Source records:
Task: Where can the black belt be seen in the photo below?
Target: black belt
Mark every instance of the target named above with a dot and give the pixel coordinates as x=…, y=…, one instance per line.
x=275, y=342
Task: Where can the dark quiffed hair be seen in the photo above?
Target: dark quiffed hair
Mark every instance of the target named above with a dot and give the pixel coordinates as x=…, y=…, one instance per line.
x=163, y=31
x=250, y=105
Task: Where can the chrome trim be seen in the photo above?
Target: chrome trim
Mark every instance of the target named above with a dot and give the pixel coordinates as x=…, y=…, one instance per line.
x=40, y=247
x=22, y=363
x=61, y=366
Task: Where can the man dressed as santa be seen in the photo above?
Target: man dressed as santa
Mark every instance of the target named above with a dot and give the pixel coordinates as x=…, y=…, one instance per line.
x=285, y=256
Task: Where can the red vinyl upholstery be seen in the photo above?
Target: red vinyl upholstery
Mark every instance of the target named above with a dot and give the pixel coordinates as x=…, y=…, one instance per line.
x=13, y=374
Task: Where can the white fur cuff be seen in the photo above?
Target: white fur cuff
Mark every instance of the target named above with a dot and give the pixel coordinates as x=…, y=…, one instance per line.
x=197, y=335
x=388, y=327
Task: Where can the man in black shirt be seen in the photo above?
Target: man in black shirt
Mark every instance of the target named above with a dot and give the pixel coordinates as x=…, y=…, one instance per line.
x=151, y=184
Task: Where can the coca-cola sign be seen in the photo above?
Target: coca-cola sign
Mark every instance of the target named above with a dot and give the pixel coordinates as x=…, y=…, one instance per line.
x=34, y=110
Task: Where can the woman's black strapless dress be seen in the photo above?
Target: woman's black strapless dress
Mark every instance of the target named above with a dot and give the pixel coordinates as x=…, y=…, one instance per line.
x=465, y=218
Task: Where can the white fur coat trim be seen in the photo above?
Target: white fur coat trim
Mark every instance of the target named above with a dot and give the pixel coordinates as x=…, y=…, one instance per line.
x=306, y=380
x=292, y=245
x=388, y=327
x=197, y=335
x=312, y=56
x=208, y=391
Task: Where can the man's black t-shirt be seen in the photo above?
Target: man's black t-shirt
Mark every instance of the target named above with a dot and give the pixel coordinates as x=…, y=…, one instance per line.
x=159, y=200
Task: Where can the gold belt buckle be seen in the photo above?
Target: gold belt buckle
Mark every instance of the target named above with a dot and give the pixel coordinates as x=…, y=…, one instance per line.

### YOUR GOAL:
In the records above, find the line containing "Target: woman's black strapless dress" and print it and every later line exactly, through the last one.

### RESULT OF THE EXERCISE:
Target: woman's black strapless dress
Mark every instance of the target named above with a dot and give the pixel coordinates as x=…, y=…, one instance per line.
x=465, y=218
Task: Where can the white fur coat trim be seen in the photo above?
Target: white fur coat trim
Mark every instance of the target named above with a dot and give the pixel coordinates as x=…, y=…, one instance per line.
x=306, y=380
x=292, y=245
x=388, y=327
x=197, y=335
x=312, y=56
x=208, y=391
Task: Where can the man's black t-shirt be seen in the photo above?
Target: man's black t-shirt
Mark every instance of the target named above with a dot and give the pixel coordinates as x=…, y=…, one instance per line.
x=159, y=200
Task: Where can the gold belt buckle be seen in the photo above?
Target: gold belt buckle
Mark every instance of the target named above with a dot and give the pixel coordinates as x=…, y=…, one instance per line.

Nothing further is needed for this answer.